Return every line of the material below that contains the word "dense".

Box annotations for photos
☆ ☆ ☆

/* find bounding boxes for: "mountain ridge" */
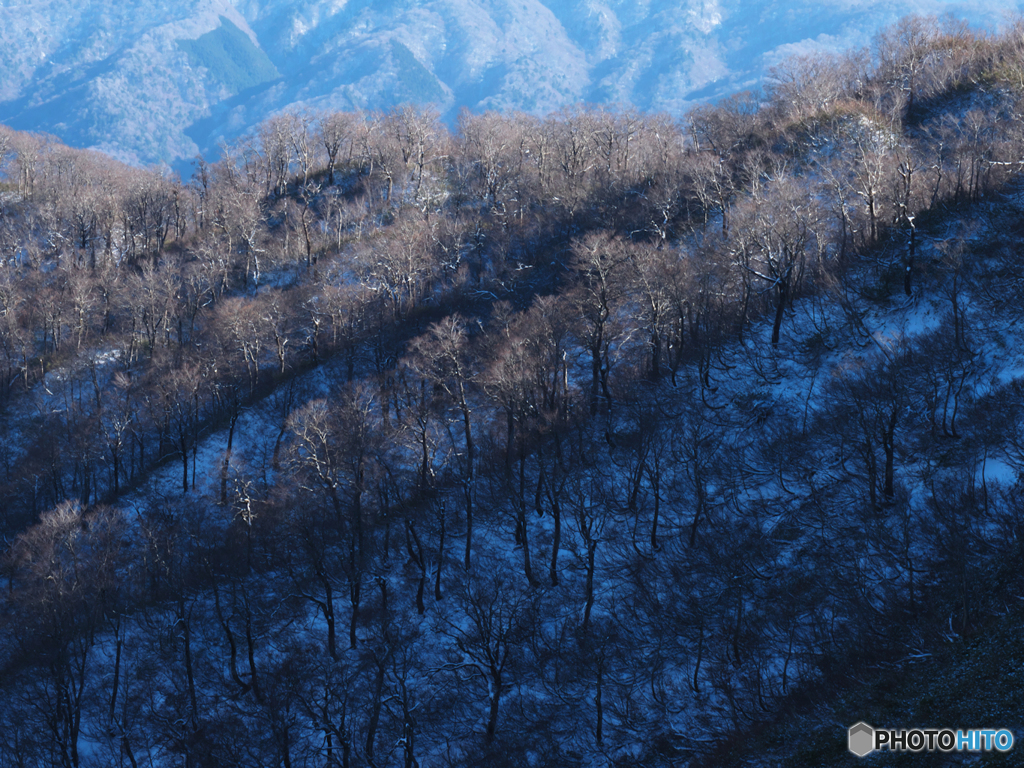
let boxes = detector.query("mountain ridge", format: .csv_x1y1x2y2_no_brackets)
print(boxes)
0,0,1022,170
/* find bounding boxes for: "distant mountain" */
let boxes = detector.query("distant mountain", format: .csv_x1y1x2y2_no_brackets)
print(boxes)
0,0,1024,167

☆ ☆ ☆

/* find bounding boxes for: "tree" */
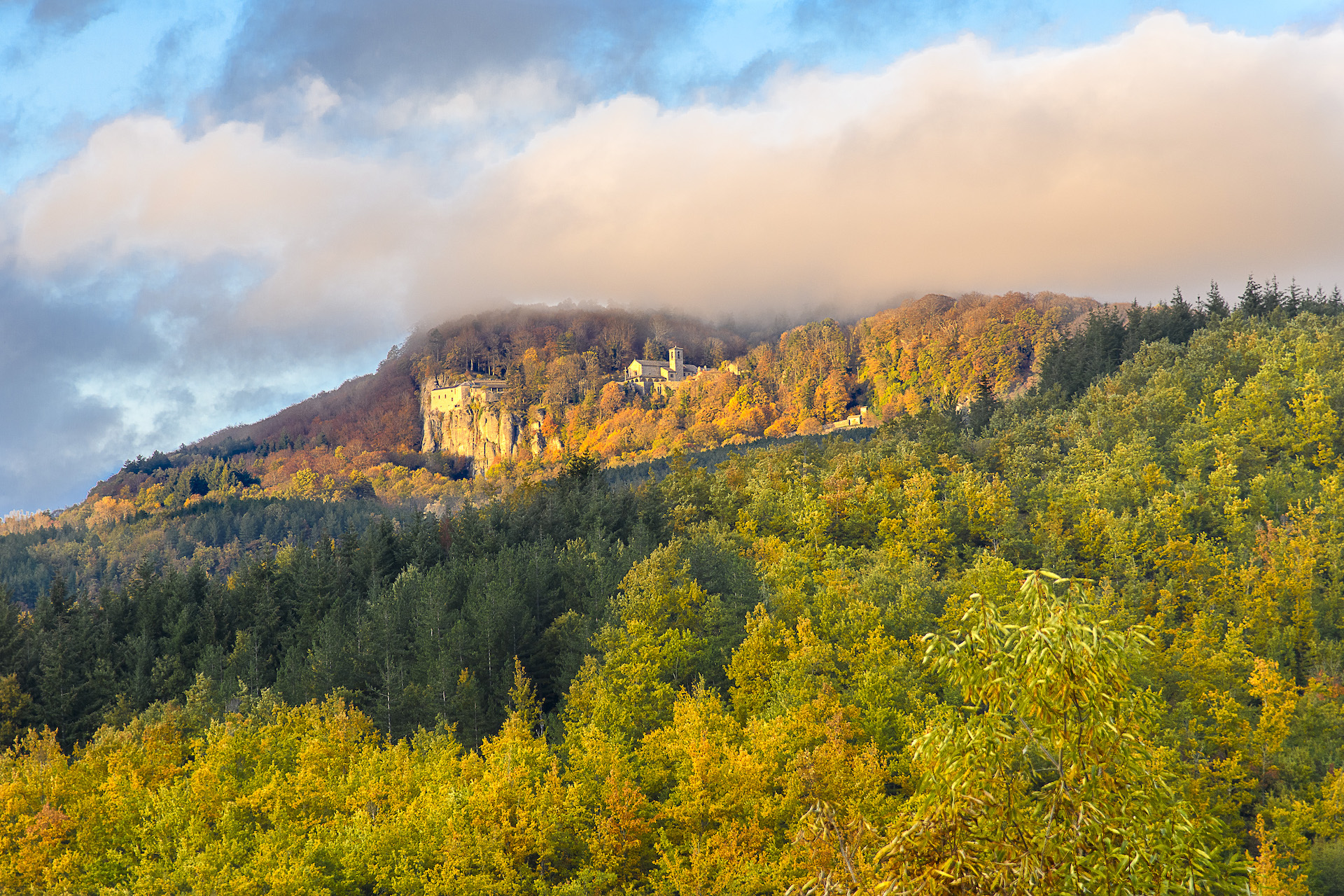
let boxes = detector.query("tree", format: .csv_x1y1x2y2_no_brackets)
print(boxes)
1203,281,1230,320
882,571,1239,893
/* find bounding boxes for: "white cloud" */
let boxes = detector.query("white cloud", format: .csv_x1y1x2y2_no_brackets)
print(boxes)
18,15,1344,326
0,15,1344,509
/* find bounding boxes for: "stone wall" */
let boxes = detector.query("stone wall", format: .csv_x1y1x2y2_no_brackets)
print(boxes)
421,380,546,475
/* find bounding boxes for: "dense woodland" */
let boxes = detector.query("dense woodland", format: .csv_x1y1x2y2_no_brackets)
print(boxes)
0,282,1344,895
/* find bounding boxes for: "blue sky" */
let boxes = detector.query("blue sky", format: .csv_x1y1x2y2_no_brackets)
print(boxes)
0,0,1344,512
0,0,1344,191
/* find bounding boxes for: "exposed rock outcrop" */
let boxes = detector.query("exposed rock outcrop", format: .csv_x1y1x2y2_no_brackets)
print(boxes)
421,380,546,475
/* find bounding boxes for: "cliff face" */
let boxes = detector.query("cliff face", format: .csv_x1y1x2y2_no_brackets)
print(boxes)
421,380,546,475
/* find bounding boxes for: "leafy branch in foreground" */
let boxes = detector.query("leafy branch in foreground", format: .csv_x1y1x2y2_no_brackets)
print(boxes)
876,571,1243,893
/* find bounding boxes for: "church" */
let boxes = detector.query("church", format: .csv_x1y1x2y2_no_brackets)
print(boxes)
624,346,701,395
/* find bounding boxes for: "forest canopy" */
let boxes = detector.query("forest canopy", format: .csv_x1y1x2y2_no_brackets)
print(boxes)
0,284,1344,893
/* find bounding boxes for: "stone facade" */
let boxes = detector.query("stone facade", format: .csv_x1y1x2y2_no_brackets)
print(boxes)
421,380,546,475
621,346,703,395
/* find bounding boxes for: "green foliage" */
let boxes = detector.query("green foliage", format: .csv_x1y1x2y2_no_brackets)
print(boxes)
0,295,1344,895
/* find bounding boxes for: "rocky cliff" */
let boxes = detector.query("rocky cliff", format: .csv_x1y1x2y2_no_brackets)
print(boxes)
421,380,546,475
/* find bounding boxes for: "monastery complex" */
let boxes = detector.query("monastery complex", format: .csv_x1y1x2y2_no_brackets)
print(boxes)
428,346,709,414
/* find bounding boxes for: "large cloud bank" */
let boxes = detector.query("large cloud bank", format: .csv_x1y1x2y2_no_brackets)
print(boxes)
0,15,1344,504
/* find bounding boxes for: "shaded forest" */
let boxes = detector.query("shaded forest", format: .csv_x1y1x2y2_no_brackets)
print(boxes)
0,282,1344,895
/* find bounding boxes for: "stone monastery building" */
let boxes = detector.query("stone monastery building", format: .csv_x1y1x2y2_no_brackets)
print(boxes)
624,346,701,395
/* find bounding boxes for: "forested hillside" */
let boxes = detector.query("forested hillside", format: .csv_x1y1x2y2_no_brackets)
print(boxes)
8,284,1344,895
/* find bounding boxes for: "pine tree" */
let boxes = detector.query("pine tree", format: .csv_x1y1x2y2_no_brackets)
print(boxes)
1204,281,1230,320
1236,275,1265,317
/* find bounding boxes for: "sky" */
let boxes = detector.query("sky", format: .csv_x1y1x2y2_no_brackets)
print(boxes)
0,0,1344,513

☆ ☆ ☆

*THE SOLUTION:*
/* find bounding boxes for: "dense woodland" */
let boxes = detector.query("dense woodland", format: .csv_x1y1x2y2_no_brackets)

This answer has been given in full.